--- Requirement ---
Rewrite the material below, changing every "POST /point" to "POST /locate" and keeping everything else the same. Leave the pictures out of your answer.

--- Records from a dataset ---
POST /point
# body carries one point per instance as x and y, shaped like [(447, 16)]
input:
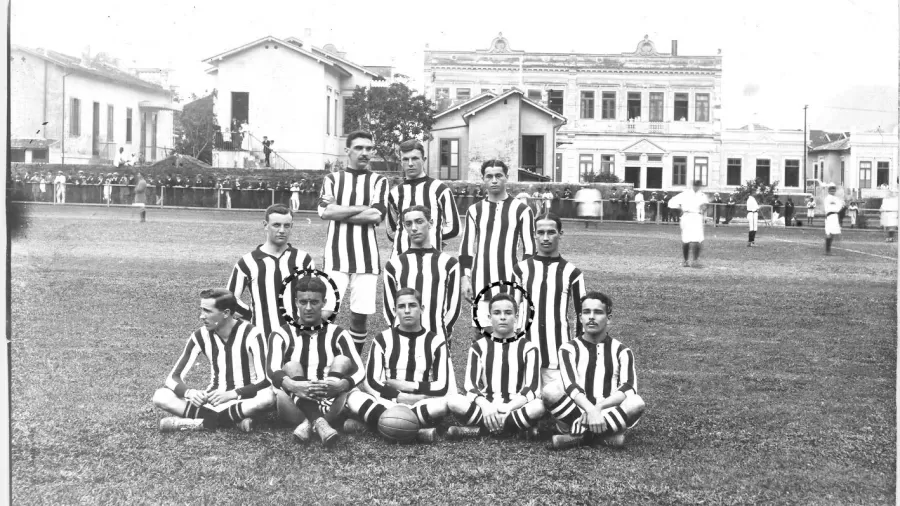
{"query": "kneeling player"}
[(501, 379), (599, 388), (407, 365), (312, 370), (236, 352)]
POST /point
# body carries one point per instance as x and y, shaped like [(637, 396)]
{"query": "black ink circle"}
[(528, 322), (308, 272)]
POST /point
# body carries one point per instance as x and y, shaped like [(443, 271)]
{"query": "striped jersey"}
[(491, 238), (432, 194), (436, 276), (264, 273), (498, 371), (597, 370), (313, 350), (551, 282), (351, 247), (420, 357), (236, 363)]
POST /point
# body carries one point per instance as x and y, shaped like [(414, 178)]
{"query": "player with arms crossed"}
[(551, 281), (420, 189), (408, 364), (692, 204), (353, 201), (238, 388), (501, 380), (598, 392), (493, 231), (264, 269), (312, 370)]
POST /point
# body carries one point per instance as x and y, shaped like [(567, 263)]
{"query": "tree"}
[(197, 123), (392, 114)]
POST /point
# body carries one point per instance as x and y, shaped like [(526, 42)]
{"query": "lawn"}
[(768, 373)]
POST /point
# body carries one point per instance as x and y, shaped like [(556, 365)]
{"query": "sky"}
[(838, 56)]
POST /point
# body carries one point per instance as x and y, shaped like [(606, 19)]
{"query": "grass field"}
[(768, 373)]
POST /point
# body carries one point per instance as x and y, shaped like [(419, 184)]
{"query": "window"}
[(587, 105), (110, 123), (607, 164), (555, 99), (128, 124), (763, 167), (634, 104), (656, 106), (865, 174), (701, 107), (75, 117), (792, 173), (449, 159), (701, 170), (733, 176), (680, 107), (609, 105), (679, 170), (883, 173)]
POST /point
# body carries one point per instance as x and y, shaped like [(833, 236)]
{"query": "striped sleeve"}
[(175, 380)]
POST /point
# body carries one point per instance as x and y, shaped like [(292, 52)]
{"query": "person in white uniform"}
[(692, 204), (832, 205)]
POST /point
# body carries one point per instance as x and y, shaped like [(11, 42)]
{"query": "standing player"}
[(832, 205), (551, 282), (494, 229), (323, 366), (238, 389), (354, 201), (692, 204), (598, 392), (752, 219), (501, 379), (264, 269), (420, 189), (407, 365)]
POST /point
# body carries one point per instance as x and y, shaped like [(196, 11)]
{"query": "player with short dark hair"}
[(598, 393), (353, 201), (325, 363), (501, 379), (236, 352), (263, 269), (494, 229), (420, 189)]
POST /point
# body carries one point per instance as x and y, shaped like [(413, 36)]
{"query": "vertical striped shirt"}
[(432, 194), (491, 239), (597, 370), (236, 363), (498, 371), (313, 350), (436, 276), (351, 247), (551, 282), (420, 357), (264, 274)]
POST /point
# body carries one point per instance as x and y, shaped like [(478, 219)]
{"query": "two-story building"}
[(649, 117), (66, 109)]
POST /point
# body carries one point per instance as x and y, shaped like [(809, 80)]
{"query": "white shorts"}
[(362, 290), (691, 227)]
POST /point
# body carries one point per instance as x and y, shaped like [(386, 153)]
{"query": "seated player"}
[(312, 370), (239, 388), (598, 392), (407, 365), (501, 380)]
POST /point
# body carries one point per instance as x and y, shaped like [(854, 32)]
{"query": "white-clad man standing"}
[(692, 204)]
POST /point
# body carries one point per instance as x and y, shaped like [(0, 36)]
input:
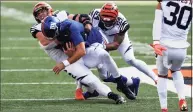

--- Solution for this problem ---
POST /locate
# body carries one point per instance as x and y, shaped like [(447, 16)]
input:
{"query": "kneeling player"}
[(501, 379), (599, 388), (407, 365), (312, 370), (236, 352)]
POST /locate
# body carries one point per instance as x and y, shaped like [(637, 396)]
{"query": "black ink circle"}
[(528, 322), (308, 272)]
POST /locate
# body carries one point per instance as x and y, shaped like [(443, 271)]
{"query": "striped jersey"}
[(491, 238), (432, 194), (436, 276), (264, 273), (498, 371), (597, 370), (313, 350), (551, 282), (351, 247), (420, 357), (236, 363)]
POST /locate
# body carries one point per instance as x and y, shaped like [(414, 178)]
{"query": "player with arms crossed"}
[(551, 281), (420, 189), (408, 364), (692, 204), (353, 201), (238, 388), (501, 380), (598, 392), (493, 231), (264, 269), (312, 370)]
POST /locate
# body carries one point per instance as x and y, shaped like [(567, 263)]
{"query": "tree"}
[(197, 123), (392, 114)]
POST /locate
# body carries one point per instance as x and y, shaped like [(526, 42)]
{"query": "lawn"}
[(768, 373)]
POST /locate
# body carries one point per instance as x and y, shaped like [(556, 365)]
{"query": "sky"}
[(838, 56)]
POST /locate
# body carries one point per instance as x and y, shaped like [(606, 19)]
{"query": "grass field"}
[(768, 373)]
POST /locate
# body carries one point per instance as x and y, shaped like [(419, 184)]
{"query": "window"}
[(587, 105), (110, 123), (607, 164), (555, 99), (128, 124), (763, 167), (634, 104), (656, 106), (865, 174), (701, 107), (75, 117), (792, 173), (449, 159), (701, 170), (733, 176), (680, 107), (609, 105), (679, 170), (883, 173)]
POST /locate
# body carries one point per instance as x and y, shaped like [(833, 236)]
{"query": "striped sleeve"}
[(175, 380)]
POST /locate
# body carries one point per instance as x and y, shaped like [(292, 52)]
{"query": "person in white uniform"}
[(692, 204), (832, 205)]
POST /locate
# body carries one point per instance as x and y, shaped like [(11, 42)]
{"query": "standing player"}
[(832, 205), (551, 282), (494, 229), (323, 366), (238, 389), (354, 201), (692, 204), (598, 392), (752, 219), (501, 379), (264, 269), (420, 189), (407, 365)]
POST /locate
# body carries one point per instance as x and y, shaped like [(196, 11)]
{"query": "player with short dark hair"}
[(598, 393), (353, 201), (325, 363), (501, 379), (236, 352), (263, 269), (494, 229), (420, 189)]
POST /locate
# body carries one point per instance as x and y, shaped like [(413, 36)]
{"query": "vertical striped shirt"}
[(432, 194), (491, 239), (597, 370), (236, 363), (498, 371), (313, 350), (436, 276), (351, 247), (551, 282), (420, 357), (264, 274)]
POST /locate
# body carries one point per instance as x and y, shaped like [(478, 219)]
{"query": "two-story building"}
[(649, 117), (66, 109)]
POST /locate
# body carries one point per instance as x and y, shaped like [(809, 80)]
{"query": "white shorts"}
[(362, 290), (691, 227)]
POST /locate
# body carries one point per instance as x and y, shaped like [(386, 153)]
{"query": "seated player"}
[(312, 370), (239, 388), (598, 392), (407, 365), (501, 380)]
POST /locate
# body carries one point per instance as x and y, shaped like [(854, 32)]
{"query": "white-clad man standing"}
[(692, 204)]
POST /locate
# body carries one point per instance as x and y, shaped like [(0, 36)]
input:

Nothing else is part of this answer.